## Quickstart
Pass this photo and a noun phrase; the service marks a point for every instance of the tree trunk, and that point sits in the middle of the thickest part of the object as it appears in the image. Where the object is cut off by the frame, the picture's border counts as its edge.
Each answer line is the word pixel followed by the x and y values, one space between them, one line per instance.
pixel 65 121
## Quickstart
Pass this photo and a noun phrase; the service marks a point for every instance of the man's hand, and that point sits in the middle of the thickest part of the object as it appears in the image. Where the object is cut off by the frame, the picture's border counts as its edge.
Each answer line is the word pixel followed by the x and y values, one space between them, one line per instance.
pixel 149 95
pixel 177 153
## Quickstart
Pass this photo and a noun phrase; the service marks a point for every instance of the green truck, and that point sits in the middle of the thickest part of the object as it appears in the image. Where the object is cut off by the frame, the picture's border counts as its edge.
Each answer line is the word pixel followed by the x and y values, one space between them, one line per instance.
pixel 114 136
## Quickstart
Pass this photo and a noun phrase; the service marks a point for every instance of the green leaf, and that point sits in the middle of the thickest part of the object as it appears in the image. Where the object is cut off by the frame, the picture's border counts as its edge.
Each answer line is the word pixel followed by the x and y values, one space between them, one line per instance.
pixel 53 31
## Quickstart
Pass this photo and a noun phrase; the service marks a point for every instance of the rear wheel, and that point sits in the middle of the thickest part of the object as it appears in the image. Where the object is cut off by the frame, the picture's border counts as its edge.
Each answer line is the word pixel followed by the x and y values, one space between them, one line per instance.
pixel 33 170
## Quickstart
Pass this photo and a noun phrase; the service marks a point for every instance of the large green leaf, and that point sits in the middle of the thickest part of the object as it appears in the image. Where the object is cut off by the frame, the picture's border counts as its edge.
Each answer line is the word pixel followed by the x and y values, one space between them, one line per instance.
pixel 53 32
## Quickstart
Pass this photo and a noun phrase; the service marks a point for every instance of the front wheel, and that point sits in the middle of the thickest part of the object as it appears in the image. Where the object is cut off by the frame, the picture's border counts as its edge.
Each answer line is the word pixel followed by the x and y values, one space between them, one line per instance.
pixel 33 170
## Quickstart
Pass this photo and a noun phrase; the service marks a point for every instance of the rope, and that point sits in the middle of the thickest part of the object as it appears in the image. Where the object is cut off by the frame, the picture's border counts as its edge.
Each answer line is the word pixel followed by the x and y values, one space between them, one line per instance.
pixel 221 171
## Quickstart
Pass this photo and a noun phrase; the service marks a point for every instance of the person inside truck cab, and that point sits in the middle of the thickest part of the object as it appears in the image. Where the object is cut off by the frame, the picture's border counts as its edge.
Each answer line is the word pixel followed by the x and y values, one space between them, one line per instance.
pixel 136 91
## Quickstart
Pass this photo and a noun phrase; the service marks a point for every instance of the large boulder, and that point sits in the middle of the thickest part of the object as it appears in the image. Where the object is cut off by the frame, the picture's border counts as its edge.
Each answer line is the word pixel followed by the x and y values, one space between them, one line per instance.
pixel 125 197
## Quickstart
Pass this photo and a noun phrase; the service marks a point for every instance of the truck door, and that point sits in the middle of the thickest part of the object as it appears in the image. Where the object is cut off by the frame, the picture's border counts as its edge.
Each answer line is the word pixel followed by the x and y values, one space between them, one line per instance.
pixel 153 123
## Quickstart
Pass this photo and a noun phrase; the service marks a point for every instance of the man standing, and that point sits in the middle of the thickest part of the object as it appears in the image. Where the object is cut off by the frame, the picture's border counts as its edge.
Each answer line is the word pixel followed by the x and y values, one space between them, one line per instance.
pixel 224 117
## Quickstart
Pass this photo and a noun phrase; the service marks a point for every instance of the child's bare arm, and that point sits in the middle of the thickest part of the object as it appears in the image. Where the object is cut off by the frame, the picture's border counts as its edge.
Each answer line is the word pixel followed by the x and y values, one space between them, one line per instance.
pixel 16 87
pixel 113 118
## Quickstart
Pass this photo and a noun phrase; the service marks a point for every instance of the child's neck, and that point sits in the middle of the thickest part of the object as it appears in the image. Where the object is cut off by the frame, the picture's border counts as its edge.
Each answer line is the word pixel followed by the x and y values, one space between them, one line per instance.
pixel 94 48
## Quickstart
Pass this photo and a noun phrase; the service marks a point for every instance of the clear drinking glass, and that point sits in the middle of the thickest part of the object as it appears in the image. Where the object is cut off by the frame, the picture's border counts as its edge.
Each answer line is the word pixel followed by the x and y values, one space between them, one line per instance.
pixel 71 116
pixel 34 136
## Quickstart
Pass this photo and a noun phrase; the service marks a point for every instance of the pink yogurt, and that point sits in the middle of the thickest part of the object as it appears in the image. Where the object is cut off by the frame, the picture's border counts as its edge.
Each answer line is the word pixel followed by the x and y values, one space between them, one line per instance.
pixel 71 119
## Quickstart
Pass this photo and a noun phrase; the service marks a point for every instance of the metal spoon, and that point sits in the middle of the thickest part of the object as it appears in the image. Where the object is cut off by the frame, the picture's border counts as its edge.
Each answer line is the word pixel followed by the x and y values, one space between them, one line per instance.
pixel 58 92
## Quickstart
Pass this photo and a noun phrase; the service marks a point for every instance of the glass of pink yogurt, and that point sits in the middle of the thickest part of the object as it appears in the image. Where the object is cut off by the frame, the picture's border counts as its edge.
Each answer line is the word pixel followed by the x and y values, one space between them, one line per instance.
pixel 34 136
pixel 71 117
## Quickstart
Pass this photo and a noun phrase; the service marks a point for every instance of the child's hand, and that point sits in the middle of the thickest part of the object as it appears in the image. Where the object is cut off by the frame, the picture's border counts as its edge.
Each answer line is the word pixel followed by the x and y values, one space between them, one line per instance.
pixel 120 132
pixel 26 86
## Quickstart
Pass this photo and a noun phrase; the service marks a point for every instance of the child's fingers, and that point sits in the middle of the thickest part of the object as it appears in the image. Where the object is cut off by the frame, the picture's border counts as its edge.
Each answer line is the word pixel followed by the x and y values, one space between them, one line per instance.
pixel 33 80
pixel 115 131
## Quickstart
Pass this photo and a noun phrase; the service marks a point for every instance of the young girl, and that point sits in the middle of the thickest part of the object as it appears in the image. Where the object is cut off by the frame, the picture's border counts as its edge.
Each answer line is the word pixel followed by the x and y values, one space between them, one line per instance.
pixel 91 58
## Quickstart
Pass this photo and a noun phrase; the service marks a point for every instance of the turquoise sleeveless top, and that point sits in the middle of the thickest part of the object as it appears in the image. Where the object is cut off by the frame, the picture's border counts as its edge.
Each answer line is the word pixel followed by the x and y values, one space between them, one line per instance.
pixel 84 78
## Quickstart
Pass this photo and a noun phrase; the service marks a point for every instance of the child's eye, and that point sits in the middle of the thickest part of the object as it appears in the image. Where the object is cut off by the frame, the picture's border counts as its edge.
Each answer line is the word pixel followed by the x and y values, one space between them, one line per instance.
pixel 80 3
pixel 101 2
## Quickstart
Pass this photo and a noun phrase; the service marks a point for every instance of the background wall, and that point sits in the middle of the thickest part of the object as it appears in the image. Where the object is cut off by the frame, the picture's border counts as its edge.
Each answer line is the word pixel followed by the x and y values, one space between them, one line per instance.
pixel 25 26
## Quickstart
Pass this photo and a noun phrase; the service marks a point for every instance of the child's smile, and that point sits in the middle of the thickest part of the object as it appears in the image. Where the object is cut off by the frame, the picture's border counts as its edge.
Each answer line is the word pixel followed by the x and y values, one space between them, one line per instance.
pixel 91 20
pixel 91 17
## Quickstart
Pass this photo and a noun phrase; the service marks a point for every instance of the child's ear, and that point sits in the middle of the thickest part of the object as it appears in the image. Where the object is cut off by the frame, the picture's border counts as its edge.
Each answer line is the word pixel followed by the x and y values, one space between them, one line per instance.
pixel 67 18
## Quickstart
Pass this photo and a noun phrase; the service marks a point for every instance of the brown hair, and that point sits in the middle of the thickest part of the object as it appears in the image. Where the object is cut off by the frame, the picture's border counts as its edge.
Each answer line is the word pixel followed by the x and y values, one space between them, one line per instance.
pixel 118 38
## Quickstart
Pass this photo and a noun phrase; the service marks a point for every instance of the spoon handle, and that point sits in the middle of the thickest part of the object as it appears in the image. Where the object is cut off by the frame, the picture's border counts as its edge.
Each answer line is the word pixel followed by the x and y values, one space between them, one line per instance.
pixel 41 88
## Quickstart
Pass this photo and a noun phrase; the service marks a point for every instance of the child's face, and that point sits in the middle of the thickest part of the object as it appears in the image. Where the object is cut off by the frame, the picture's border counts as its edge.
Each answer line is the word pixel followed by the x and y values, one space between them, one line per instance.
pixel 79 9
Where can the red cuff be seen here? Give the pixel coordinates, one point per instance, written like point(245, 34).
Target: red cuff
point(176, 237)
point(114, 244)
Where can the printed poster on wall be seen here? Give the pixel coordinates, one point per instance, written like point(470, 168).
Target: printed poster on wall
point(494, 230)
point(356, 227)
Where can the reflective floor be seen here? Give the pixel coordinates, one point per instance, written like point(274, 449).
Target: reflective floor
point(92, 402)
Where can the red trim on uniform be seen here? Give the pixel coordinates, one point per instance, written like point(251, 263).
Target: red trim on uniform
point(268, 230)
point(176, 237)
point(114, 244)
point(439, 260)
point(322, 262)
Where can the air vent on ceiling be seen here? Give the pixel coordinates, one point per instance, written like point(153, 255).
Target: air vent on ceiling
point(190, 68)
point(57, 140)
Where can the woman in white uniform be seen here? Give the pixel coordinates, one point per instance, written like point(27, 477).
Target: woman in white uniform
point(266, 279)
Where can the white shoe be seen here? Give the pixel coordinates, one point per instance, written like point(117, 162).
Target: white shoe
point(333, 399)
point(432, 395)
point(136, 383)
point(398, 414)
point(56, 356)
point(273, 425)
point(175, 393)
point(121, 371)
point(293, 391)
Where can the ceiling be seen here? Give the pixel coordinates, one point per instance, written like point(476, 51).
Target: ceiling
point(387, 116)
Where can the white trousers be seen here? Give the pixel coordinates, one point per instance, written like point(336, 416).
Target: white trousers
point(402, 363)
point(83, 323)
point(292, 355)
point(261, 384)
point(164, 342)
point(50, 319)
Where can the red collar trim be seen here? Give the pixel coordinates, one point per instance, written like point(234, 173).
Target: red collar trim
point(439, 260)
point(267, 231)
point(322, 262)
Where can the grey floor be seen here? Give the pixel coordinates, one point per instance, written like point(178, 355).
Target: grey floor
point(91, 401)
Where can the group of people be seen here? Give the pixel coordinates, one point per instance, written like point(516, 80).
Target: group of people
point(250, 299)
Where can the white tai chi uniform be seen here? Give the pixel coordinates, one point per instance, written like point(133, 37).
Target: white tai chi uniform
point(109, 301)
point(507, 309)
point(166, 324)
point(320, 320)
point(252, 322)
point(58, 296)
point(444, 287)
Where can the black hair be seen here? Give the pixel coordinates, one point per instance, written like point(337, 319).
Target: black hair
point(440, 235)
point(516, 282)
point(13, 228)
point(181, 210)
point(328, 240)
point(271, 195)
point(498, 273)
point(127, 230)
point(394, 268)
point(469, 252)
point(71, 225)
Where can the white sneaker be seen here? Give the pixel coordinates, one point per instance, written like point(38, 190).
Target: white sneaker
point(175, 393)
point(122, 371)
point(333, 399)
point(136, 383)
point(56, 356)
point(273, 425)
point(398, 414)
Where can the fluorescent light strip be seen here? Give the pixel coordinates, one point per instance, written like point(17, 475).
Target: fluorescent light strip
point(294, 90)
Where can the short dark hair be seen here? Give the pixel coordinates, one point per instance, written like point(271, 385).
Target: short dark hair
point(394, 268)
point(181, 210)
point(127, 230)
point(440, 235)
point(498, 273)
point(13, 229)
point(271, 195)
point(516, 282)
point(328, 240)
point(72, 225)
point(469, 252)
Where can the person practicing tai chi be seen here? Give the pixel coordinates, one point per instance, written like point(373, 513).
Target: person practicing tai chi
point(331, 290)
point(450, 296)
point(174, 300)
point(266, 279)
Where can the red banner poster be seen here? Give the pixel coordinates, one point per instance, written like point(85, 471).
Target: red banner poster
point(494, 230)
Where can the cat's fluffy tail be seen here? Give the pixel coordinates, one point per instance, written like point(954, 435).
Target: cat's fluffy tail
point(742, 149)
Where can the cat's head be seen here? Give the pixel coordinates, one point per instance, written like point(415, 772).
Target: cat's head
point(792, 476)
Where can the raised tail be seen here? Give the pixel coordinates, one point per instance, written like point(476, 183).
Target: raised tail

============

## Exercise objective
Write out every line of the data that holds the word "pink".

## Reply
Pass this photo and a noun phrase; the service marks a point for every instance of the pink yogurt, and that point sits in the middle of the thickest part of the object as it appears in the image. Where the object is cut off by the frame, the picture's border counts as its edge.
Pass this photo and a noun phrase; the service marks a point for every instance of the glass of pink yogurt, and that point sits in the middle of the thickest part of the object as it appears in the image. Where the object is cut off by the frame, the picture's border counts as its edge.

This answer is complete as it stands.